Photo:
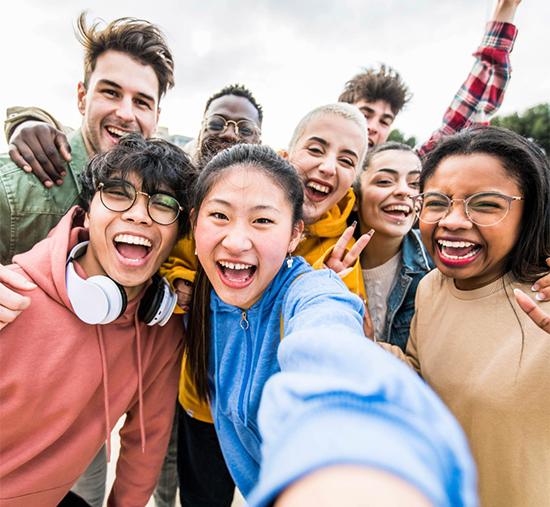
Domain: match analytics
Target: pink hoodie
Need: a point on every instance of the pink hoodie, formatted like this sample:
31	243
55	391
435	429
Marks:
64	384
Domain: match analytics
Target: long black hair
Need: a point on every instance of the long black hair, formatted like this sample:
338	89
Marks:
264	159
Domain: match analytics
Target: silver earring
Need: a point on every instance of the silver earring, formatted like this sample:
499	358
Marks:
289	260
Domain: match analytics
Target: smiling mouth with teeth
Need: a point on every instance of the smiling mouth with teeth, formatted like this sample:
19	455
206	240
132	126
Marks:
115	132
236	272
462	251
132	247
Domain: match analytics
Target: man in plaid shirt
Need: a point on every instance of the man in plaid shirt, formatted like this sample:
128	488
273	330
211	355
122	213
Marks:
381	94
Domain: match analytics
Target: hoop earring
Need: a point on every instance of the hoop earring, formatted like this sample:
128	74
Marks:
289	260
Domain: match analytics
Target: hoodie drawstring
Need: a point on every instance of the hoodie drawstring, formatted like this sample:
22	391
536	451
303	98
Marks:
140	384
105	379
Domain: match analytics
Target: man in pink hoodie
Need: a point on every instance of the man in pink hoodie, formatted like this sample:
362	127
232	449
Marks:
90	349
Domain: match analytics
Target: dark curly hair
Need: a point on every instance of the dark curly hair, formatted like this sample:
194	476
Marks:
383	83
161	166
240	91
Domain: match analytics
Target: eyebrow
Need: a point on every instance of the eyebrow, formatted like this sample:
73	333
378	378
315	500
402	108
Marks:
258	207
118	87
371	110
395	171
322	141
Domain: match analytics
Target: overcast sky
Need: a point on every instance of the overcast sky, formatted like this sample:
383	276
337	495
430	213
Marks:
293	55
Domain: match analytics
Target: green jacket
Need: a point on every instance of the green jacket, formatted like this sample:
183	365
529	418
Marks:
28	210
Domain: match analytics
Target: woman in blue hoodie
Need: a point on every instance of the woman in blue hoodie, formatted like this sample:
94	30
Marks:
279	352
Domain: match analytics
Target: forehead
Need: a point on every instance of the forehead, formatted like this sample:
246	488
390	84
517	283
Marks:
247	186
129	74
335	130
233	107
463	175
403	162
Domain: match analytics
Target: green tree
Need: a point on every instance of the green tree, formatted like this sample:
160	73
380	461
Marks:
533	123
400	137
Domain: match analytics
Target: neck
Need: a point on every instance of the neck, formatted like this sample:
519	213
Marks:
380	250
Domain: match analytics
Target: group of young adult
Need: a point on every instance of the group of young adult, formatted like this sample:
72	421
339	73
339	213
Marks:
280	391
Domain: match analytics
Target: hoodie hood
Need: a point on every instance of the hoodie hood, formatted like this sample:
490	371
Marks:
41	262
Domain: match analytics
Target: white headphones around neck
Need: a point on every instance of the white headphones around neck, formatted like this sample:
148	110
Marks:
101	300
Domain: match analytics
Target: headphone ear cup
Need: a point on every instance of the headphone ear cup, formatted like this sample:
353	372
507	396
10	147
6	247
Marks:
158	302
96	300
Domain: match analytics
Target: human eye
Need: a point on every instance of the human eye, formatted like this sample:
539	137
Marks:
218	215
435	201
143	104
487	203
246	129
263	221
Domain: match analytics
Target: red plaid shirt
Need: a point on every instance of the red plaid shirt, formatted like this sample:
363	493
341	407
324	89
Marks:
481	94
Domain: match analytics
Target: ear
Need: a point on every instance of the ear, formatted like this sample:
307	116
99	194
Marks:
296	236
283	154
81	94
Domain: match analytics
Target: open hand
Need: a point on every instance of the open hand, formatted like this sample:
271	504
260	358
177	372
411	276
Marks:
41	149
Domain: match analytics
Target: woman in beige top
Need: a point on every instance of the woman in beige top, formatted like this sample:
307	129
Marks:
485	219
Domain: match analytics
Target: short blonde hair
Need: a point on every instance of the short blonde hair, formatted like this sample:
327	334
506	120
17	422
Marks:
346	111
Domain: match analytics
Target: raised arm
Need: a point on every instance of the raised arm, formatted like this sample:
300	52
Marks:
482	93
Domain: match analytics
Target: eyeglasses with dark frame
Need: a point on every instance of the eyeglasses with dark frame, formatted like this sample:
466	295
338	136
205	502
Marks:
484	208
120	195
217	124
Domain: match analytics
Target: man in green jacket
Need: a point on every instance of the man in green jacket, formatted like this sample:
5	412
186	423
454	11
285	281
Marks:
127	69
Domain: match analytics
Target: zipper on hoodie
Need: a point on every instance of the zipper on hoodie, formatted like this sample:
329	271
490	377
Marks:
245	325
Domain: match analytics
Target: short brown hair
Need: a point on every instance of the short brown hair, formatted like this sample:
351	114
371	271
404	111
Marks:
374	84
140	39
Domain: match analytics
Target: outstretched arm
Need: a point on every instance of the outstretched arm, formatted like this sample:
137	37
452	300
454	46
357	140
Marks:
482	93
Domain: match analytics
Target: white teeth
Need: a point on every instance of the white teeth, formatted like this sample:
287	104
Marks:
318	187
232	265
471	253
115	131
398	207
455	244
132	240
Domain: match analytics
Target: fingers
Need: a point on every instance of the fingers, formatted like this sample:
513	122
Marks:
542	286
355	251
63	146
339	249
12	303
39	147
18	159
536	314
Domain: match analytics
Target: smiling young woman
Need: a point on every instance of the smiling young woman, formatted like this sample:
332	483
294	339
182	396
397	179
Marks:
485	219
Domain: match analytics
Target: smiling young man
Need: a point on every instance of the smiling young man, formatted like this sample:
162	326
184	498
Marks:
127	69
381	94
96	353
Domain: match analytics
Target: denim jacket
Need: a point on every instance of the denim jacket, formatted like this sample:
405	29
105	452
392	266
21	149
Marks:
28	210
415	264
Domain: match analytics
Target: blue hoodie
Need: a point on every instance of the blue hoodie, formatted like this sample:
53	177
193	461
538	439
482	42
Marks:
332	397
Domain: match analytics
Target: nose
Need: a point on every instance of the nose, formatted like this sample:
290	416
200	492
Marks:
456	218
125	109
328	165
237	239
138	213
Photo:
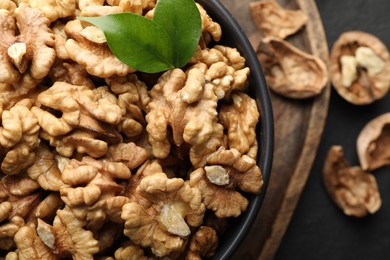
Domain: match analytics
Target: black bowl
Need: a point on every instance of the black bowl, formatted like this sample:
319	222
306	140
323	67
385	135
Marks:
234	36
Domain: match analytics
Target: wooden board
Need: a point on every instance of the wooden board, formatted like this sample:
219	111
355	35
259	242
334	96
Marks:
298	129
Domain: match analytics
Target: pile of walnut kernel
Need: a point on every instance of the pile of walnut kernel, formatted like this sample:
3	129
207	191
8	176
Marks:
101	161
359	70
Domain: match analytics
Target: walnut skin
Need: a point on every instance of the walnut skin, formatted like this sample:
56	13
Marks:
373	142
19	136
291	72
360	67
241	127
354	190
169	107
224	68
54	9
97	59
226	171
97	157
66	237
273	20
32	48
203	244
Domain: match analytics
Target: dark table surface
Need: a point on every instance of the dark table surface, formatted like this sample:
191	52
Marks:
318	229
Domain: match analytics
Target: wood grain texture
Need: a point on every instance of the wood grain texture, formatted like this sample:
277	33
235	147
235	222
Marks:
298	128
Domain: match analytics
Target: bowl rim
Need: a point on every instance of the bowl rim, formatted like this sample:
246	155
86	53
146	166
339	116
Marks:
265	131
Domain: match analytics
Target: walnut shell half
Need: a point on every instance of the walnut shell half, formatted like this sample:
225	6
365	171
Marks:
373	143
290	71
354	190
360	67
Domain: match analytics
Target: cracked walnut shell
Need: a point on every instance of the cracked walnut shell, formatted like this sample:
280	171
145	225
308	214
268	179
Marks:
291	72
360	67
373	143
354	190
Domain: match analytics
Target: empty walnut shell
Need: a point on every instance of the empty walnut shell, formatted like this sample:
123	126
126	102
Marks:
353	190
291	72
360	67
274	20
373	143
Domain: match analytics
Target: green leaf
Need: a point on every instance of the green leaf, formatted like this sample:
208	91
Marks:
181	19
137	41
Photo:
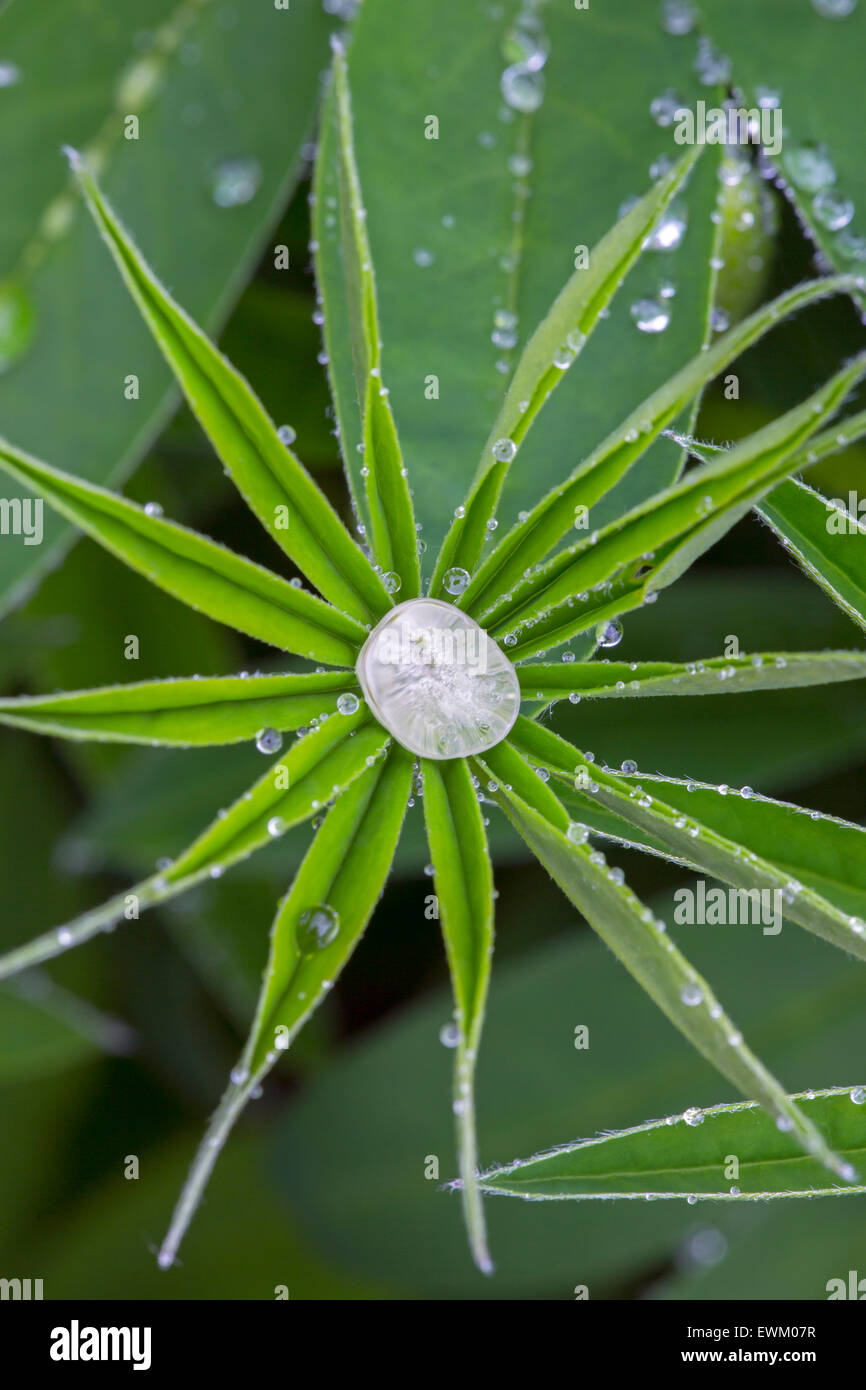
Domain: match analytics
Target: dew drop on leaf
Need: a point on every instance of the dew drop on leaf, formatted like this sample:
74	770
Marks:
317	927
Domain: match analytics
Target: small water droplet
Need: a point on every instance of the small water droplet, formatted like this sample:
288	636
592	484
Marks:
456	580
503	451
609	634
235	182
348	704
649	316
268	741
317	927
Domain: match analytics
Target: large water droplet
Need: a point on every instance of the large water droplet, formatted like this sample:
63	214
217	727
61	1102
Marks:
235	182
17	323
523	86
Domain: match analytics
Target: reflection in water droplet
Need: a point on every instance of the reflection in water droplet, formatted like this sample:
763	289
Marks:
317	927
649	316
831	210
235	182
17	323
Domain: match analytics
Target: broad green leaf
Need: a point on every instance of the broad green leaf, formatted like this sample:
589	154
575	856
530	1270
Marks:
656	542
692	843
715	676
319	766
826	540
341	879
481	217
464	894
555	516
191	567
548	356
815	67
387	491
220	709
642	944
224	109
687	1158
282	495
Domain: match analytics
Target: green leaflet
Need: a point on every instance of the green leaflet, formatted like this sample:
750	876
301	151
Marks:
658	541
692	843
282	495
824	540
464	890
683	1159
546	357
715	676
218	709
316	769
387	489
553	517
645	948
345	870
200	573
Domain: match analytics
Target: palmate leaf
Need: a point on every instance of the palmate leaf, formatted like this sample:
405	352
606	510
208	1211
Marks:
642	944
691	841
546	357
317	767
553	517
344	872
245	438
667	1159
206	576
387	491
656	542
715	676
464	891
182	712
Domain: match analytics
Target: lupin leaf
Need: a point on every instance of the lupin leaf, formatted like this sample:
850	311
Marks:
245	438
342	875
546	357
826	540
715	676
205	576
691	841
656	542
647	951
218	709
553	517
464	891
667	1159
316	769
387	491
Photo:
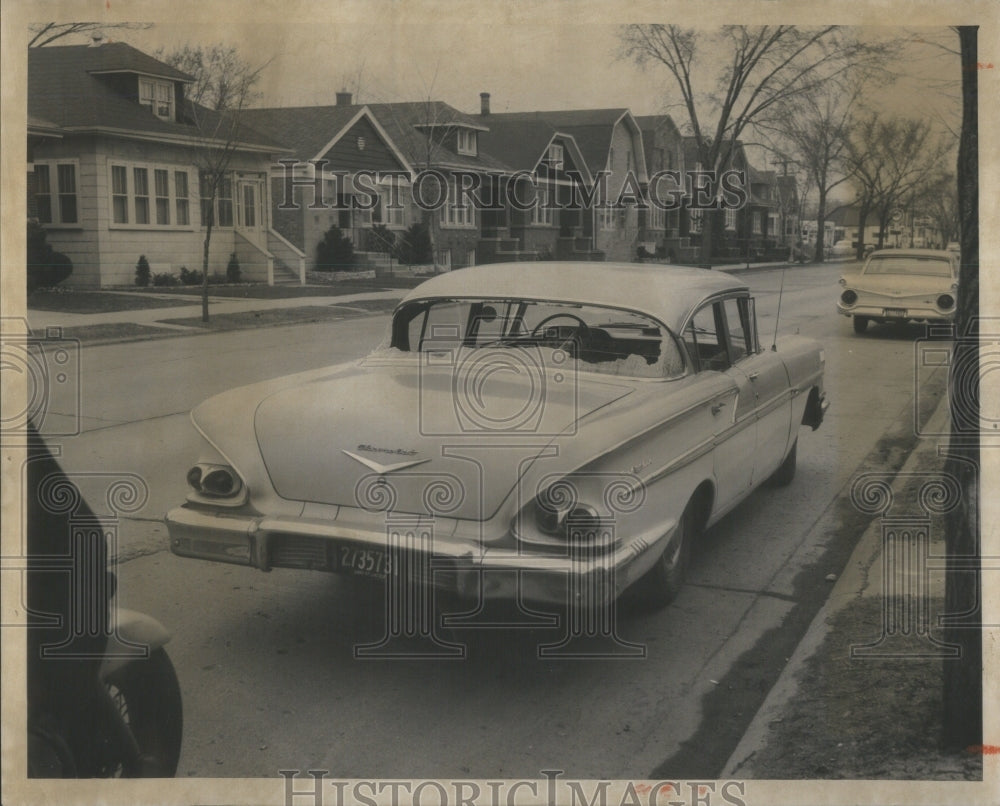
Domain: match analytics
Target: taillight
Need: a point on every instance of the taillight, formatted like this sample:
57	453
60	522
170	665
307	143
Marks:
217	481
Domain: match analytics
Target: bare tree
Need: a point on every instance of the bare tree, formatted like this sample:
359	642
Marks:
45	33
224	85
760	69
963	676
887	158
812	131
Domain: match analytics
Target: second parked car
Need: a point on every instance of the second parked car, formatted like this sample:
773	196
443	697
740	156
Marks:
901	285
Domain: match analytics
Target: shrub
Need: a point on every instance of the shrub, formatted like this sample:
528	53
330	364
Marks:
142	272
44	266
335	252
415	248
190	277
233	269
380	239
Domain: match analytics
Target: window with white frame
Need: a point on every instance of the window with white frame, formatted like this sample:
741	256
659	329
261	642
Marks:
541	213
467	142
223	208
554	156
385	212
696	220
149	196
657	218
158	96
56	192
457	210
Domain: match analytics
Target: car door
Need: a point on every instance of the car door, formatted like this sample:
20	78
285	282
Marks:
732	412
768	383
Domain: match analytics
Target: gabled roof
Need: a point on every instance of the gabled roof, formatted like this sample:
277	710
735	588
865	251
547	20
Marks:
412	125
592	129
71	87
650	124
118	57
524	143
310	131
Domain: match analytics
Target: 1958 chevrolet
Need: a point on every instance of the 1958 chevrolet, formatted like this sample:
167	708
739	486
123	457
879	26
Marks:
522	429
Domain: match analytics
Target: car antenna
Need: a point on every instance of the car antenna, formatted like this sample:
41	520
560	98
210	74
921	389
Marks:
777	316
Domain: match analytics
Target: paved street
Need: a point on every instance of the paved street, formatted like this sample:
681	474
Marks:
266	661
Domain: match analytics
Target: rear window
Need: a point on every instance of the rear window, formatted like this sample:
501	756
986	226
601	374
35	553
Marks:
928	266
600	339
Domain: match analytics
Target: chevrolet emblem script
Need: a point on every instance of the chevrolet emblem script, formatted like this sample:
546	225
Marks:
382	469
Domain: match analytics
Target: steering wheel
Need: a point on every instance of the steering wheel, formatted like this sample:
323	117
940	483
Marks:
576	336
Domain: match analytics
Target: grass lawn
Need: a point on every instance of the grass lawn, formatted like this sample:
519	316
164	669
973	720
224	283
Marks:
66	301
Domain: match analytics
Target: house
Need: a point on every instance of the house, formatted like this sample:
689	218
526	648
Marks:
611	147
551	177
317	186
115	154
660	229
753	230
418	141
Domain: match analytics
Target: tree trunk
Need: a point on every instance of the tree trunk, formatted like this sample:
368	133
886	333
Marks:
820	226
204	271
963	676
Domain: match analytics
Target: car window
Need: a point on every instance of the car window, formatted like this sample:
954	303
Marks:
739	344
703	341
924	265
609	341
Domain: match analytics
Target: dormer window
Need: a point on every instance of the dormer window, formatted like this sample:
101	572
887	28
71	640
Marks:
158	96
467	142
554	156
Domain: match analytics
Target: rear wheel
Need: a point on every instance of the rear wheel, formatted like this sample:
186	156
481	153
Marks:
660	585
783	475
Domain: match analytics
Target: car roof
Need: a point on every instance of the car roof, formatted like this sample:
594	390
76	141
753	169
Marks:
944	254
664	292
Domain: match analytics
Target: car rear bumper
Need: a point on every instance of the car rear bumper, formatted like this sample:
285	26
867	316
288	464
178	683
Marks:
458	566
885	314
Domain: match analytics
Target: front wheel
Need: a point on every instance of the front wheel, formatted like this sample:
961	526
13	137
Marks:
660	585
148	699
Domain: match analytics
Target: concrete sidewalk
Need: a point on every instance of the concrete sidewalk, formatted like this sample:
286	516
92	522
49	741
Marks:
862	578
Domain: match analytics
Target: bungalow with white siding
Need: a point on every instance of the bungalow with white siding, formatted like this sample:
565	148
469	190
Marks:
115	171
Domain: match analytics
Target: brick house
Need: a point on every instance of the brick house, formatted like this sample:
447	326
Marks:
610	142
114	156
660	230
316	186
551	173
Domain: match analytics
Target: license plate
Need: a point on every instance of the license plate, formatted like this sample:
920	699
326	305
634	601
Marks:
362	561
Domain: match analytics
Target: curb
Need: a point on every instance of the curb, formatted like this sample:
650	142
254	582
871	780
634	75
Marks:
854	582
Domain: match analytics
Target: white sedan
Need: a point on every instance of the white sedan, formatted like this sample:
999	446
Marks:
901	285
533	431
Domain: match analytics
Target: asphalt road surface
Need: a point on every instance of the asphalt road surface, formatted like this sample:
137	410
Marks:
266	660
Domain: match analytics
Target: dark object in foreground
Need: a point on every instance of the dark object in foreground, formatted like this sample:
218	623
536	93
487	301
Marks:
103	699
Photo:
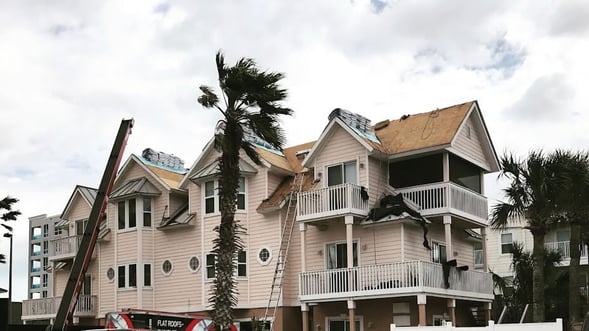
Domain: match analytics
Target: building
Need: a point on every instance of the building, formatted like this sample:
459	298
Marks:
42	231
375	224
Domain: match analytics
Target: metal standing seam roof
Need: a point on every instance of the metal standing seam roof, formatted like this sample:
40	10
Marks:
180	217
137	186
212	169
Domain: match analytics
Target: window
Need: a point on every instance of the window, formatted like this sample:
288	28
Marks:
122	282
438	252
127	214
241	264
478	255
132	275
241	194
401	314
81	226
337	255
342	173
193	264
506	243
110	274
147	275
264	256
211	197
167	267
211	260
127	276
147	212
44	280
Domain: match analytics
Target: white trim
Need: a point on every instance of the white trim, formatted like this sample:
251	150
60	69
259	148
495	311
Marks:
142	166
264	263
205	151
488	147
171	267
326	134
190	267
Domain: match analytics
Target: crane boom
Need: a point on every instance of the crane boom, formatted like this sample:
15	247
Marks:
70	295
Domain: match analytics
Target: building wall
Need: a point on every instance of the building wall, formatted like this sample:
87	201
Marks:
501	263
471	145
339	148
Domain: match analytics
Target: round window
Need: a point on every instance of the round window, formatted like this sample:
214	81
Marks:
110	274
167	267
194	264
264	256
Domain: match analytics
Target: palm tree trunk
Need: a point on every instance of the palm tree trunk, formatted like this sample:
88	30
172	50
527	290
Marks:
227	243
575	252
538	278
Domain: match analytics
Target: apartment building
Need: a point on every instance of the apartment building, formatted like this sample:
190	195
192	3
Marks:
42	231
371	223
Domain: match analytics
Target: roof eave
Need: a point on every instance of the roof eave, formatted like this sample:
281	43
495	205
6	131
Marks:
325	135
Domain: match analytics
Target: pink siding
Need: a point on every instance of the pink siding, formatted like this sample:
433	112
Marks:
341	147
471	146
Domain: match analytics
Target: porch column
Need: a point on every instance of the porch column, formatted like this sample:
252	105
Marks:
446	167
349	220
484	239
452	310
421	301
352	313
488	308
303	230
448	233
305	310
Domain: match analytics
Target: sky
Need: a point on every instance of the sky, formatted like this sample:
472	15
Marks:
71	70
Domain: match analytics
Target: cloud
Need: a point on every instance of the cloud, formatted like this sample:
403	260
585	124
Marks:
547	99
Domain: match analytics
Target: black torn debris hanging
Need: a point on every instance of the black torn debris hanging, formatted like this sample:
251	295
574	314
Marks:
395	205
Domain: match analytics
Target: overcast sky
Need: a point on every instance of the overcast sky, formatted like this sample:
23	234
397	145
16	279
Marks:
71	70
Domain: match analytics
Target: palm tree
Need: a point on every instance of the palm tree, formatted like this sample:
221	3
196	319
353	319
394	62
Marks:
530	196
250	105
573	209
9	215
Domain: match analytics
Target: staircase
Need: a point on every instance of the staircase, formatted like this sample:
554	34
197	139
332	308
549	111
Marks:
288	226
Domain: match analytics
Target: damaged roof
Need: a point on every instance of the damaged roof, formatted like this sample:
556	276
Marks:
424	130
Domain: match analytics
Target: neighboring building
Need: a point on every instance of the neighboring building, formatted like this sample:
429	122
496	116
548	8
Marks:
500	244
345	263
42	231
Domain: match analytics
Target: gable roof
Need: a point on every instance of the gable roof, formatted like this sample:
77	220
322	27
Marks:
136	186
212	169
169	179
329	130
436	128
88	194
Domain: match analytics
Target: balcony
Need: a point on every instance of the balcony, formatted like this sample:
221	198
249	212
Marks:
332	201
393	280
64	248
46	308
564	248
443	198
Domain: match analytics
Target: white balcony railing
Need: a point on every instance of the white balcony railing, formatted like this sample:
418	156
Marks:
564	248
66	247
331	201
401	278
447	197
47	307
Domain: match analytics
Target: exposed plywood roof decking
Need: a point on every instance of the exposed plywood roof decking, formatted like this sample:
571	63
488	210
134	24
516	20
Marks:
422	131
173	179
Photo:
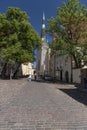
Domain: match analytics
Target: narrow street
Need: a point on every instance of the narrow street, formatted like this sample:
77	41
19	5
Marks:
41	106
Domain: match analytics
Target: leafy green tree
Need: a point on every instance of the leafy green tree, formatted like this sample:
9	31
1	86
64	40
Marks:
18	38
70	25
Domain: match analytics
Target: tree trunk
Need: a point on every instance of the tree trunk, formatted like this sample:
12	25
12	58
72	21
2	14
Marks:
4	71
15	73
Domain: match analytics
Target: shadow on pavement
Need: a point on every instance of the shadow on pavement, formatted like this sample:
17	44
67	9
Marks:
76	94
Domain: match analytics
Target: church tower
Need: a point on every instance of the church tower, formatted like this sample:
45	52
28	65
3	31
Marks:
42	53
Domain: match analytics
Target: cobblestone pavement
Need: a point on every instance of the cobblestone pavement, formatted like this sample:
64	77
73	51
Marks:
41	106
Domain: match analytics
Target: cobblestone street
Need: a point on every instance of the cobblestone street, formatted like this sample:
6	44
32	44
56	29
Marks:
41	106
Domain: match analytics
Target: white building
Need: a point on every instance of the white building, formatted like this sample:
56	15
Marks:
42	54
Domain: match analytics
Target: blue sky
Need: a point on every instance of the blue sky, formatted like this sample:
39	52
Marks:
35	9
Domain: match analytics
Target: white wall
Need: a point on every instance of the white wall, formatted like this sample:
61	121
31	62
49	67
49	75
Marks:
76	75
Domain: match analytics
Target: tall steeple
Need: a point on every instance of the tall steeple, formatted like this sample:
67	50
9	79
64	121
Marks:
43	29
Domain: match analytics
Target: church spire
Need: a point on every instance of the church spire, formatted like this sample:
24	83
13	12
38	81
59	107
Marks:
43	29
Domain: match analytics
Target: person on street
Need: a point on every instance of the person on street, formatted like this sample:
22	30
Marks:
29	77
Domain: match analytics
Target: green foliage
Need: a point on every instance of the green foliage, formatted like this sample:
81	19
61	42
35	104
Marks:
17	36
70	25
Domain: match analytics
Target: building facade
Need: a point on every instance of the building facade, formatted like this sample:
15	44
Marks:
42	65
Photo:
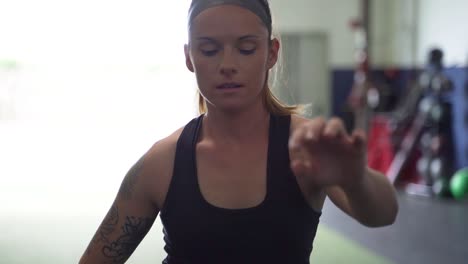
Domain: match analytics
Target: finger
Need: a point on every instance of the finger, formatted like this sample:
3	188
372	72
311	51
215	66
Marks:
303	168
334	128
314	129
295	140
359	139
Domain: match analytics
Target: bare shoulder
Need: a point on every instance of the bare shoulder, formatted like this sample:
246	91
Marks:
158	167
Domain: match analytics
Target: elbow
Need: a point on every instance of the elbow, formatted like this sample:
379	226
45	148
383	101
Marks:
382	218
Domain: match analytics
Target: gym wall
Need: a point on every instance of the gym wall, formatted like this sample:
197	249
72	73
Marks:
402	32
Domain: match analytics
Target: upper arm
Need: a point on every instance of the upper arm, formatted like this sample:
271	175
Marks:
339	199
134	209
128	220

▬▬▬

List every line of the listing above that contains the word "jacket", matching case exactly.

**SOLUTION TO THE EXERCISE:**
Target: green jacket
Need: a point on every instance of the green jacket, formatted like this sample:
Target: man in green jacket
Need: a point on every instance of the man in green jacket, formatted like this sample:
Target: denim jacket
Need: a point on every instance of the denim jacket, formatted like this sample:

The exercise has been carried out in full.